#### [Exercise aim]
Return each line of the material verbatim.

#### [Supplied information]
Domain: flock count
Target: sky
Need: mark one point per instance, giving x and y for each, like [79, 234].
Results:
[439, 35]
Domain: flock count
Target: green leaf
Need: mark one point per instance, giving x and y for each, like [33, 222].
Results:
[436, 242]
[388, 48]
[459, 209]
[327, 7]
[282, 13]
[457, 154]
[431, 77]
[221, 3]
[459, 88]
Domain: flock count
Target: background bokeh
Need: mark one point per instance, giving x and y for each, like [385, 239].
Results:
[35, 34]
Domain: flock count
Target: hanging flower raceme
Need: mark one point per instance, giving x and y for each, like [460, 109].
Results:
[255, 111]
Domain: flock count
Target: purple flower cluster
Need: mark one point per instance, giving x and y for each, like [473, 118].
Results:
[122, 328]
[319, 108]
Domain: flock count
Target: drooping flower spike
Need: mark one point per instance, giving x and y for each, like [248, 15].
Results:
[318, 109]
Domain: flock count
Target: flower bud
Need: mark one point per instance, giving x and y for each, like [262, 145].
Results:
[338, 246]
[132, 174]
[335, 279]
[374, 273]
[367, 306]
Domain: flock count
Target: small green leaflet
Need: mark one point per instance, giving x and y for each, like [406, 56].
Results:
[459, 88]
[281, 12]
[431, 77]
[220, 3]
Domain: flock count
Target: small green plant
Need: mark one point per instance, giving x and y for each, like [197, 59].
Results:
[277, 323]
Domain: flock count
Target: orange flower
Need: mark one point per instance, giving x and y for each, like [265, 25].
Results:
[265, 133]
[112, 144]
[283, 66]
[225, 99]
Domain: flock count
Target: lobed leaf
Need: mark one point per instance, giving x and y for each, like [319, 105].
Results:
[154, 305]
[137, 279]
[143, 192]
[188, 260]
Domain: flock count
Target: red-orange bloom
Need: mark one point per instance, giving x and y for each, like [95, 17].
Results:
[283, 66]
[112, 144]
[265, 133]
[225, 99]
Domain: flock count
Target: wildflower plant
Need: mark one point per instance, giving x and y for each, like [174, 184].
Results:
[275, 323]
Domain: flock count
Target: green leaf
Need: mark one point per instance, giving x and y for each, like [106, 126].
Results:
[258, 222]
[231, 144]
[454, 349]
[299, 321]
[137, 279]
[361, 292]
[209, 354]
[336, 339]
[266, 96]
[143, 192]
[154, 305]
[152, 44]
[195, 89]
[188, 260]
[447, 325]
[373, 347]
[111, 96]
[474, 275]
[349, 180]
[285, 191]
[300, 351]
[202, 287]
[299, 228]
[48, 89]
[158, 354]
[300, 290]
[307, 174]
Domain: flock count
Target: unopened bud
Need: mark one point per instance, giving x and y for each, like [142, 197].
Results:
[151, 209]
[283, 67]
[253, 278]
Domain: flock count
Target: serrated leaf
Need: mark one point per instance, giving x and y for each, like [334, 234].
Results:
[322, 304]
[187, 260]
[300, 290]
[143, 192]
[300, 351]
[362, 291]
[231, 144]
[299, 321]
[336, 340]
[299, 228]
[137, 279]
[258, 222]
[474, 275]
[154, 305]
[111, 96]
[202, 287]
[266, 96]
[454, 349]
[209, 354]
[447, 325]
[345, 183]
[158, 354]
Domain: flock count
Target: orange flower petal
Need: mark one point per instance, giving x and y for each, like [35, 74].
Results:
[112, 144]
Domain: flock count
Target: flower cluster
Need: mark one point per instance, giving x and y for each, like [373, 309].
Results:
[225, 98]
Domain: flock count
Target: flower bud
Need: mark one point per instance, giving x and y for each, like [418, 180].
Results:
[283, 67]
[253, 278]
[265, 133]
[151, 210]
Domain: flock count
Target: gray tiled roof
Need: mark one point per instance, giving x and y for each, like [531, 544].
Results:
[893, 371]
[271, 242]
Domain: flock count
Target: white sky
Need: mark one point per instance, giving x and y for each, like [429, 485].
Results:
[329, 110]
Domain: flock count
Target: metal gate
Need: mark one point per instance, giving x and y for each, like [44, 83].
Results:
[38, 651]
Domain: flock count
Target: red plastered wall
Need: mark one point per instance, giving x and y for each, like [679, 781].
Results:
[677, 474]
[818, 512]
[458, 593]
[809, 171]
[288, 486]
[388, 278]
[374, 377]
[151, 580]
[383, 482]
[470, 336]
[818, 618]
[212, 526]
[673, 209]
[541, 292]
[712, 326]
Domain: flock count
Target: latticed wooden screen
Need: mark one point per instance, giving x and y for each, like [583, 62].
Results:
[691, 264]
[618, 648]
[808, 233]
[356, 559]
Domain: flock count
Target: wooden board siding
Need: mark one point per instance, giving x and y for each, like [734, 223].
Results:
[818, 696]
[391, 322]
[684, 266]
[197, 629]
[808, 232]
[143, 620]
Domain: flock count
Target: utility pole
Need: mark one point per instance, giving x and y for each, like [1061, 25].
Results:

#### [Task answer]
Domain: flock count
Target: sky
Need: mark one point per instance, giving x and y for each, like [79, 234].
Results:
[439, 35]
Domain: flock count
Target: green leaf
Need: mark one point per instance, giving x and y for each, like [33, 222].
Results:
[436, 242]
[388, 48]
[459, 209]
[327, 7]
[282, 13]
[457, 154]
[431, 77]
[221, 3]
[459, 88]
Domain: flock count
Target: background bokeh
Need: mark one point per instance, giving x and y for each, like [385, 239].
Results:
[35, 34]
Domain: flock count
Target: hanging flower raceme
Need: mark one point per instance, giving x and y for each, like [460, 109].
Results:
[255, 111]
Domain: flock count
Target: purple flower cluster
Need: mark one point per instance, giving x and y for each, like [473, 118].
Results:
[122, 328]
[319, 108]
Domain: flock count
Target: drooping flower spike
Need: mark one point per instance, giving x and y for each, like [248, 15].
Results:
[318, 109]
Domain: flock count
Target: flower bud
Need: mark one point per instance, giving x and y for each, like [262, 145].
Results:
[338, 246]
[132, 174]
[335, 279]
[374, 273]
[367, 306]
Domain: flock count
Target: small green leaflet
Need: mark one point per instance, giving x and y for each, like [406, 56].
Results:
[459, 88]
[281, 12]
[431, 77]
[220, 3]
Domain: flock count
Target: small green plant
Need: mark one point per instance, giving x and y for each, like [197, 59].
Results:
[277, 323]
Domain: flock count
Target: orange flower
Need: mark one point per instance, giving x and y for each, like [265, 25].
Results:
[265, 133]
[112, 144]
[283, 66]
[225, 99]
Domain: flock count
Target: lobed leaf
Need: mark one point per instance, giving x and y for each, like [319, 105].
Results:
[154, 305]
[137, 279]
[143, 192]
[188, 260]
Domain: flock count
Target: red-orange bloom
Need: mark one point per instance, giving x and y for each, like [95, 17].
Results:
[283, 66]
[112, 144]
[265, 133]
[225, 99]
Domain: flock count
Target: wildflower plant
Need: mark one point per instance, giving x and y for each, like [174, 184].
Results:
[275, 323]
Domain: flock count
Target: green leaf
Need: mark one point per instance, giving x and y for each, like [106, 126].
Results:
[258, 222]
[231, 144]
[454, 349]
[299, 321]
[137, 279]
[361, 292]
[209, 354]
[336, 339]
[266, 96]
[143, 192]
[154, 305]
[152, 44]
[195, 89]
[188, 260]
[447, 325]
[373, 347]
[111, 96]
[474, 275]
[349, 180]
[285, 191]
[300, 351]
[202, 287]
[299, 228]
[48, 89]
[158, 354]
[300, 290]
[307, 174]
Domain: flock count
Target: unopened bud
Need: mark one point per instance, giving x and y for each, like [142, 197].
Results:
[151, 209]
[283, 67]
[253, 278]
Domain: flock count
Target: serrated leaf
Need: mark one point per instance, giving x and y for each, like [334, 234].
Results:
[322, 304]
[187, 260]
[300, 290]
[143, 192]
[300, 351]
[362, 291]
[231, 144]
[299, 321]
[336, 340]
[299, 228]
[137, 279]
[258, 222]
[474, 275]
[154, 305]
[111, 96]
[202, 287]
[266, 96]
[454, 349]
[209, 354]
[447, 325]
[345, 183]
[158, 354]
Domain: flock count
Target: orange flower petal
Need: mark one point per instance, giving x and y for each, like [35, 74].
Results:
[112, 144]
Domain: flock count
Target: flower cluster
Need: mark one point per instance, giving x and y for each, like [373, 309].
Results:
[225, 98]
Domain: flock count
Target: flower bud
Need: mark one point per instance, giving x and y for each, like [418, 180].
Results:
[283, 67]
[253, 278]
[265, 133]
[151, 210]
Domain: flock count
Target: gray tiled roof
Need: mark one point per instance, giving x and y for each, like [531, 544].
Results:
[893, 371]
[271, 242]
Domain: flock count
Target: white sky
Need: mark one point per instance, giving x and y for each, like [429, 485].
Results:
[329, 110]
Domain: flock count
Target: metal gate
Need: mark one point per instance, giving x and y for each, like [44, 83].
Results:
[38, 651]
Domain: flock count
Target: red plastered wall
Need: mark one point per instance, giving x and y for each, like [679, 781].
Results:
[677, 474]
[818, 512]
[458, 593]
[809, 171]
[288, 486]
[388, 278]
[374, 377]
[151, 580]
[383, 482]
[470, 336]
[818, 618]
[212, 526]
[673, 209]
[541, 292]
[712, 326]
Domain: flock count
Target: latticed wooden screen
Need: mark one point per instance, giving x and y for each, like [583, 62].
Results:
[691, 264]
[618, 648]
[808, 233]
[356, 559]
Domain: flock count
Target: wooden board siding
Need: mark one point per instance, giving x and y for each, like [734, 223].
Results:
[818, 696]
[391, 322]
[684, 266]
[197, 629]
[808, 232]
[143, 620]
Domain: flock count
Target: utility pole
Need: mark one point per instance, giving x and y for each, like [1061, 25].
Results:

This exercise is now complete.